■ **Exercise goal**
Write out each line of the entries exactly, starting at the first and finishing with the line that contains "box: [642, 91, 1440, 161]".

■ **Entries provided**
•••

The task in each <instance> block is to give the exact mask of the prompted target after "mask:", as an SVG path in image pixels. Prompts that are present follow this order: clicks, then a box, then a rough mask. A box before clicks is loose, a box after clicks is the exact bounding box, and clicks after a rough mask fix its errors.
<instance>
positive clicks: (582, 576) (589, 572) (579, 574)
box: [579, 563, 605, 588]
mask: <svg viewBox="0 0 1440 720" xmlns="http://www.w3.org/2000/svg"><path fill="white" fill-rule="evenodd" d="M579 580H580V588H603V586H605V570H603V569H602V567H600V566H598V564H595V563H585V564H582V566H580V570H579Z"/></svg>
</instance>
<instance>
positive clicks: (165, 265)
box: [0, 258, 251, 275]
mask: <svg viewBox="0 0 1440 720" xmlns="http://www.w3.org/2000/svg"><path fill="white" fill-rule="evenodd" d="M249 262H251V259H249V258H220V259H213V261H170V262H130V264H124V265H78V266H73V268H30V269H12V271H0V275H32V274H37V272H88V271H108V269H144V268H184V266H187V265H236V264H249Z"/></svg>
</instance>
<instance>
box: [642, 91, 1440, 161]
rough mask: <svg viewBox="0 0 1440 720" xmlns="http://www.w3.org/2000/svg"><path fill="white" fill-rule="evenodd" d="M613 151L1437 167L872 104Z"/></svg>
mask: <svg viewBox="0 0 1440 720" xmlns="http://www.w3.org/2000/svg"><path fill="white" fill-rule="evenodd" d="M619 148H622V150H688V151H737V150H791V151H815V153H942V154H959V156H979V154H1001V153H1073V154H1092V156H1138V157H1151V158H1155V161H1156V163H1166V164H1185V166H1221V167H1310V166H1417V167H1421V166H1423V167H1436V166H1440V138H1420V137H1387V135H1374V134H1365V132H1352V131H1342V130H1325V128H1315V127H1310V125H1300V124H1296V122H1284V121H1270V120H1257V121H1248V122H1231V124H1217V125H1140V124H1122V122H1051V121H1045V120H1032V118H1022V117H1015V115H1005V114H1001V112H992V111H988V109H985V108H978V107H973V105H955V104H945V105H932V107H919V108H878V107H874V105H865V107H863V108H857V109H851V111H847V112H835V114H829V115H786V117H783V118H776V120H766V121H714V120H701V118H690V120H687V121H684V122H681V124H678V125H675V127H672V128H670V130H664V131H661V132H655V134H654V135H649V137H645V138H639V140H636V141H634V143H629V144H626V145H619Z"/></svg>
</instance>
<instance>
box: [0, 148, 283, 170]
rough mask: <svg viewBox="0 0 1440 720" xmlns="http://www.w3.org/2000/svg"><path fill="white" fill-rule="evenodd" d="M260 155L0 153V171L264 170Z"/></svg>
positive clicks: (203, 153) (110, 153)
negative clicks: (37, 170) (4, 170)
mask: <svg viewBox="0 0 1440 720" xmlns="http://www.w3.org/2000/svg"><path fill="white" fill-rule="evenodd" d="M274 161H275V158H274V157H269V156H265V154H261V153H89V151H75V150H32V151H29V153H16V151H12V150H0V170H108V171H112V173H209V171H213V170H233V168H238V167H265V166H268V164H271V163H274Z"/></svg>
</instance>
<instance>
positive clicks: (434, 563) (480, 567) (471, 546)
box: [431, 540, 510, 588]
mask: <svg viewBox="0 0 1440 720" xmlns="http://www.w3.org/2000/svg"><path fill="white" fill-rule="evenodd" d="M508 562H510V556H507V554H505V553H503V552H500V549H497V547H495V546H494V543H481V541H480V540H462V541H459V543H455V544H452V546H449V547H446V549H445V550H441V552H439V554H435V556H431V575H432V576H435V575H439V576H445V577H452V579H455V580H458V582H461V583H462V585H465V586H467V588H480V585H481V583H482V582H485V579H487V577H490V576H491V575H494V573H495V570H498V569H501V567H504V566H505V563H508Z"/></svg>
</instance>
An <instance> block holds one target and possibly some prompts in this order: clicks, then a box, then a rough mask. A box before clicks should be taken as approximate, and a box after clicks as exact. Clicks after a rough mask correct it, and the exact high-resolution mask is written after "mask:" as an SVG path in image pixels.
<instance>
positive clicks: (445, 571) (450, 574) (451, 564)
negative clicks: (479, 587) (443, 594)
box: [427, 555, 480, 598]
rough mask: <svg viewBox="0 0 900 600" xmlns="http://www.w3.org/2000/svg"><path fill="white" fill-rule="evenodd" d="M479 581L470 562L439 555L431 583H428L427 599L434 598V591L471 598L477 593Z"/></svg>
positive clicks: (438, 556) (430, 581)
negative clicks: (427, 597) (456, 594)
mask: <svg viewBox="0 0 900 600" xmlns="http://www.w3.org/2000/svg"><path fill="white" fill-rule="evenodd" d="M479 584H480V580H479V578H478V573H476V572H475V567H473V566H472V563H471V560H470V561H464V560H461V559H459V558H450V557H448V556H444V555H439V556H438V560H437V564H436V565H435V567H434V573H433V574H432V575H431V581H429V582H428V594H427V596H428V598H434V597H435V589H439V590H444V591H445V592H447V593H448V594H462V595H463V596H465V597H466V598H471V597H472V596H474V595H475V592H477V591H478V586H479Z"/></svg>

•••

■ **Finished task**
The task in each <instance> block is to give the exact mask of the prompted target after "mask:", as an SVG path in image pixels. Prompts that are present follow this order: clicks, then a box, then a rough mask. A box before clicks is loose, a box after clicks is the exact bounding box, and clicks after a rough mask fix its errors.
<instance>
positive clicks: (582, 576) (589, 572) (579, 574)
box: [579, 563, 605, 588]
mask: <svg viewBox="0 0 1440 720" xmlns="http://www.w3.org/2000/svg"><path fill="white" fill-rule="evenodd" d="M579 580H580V588H603V586H605V570H603V569H602V567H600V566H598V564H595V563H585V564H582V566H580V570H579Z"/></svg>
</instance>
<instance>
positive clicks: (165, 265)
box: [0, 258, 251, 275]
mask: <svg viewBox="0 0 1440 720" xmlns="http://www.w3.org/2000/svg"><path fill="white" fill-rule="evenodd" d="M249 262H251V259H249V258H220V259H213V261H170V262H130V264H124V265H78V266H73V268H30V269H12V271H0V275H32V274H37V272H88V271H108V269H144V268H184V266H187V265H236V264H249Z"/></svg>
</instance>
<instance>
box: [642, 91, 1440, 161]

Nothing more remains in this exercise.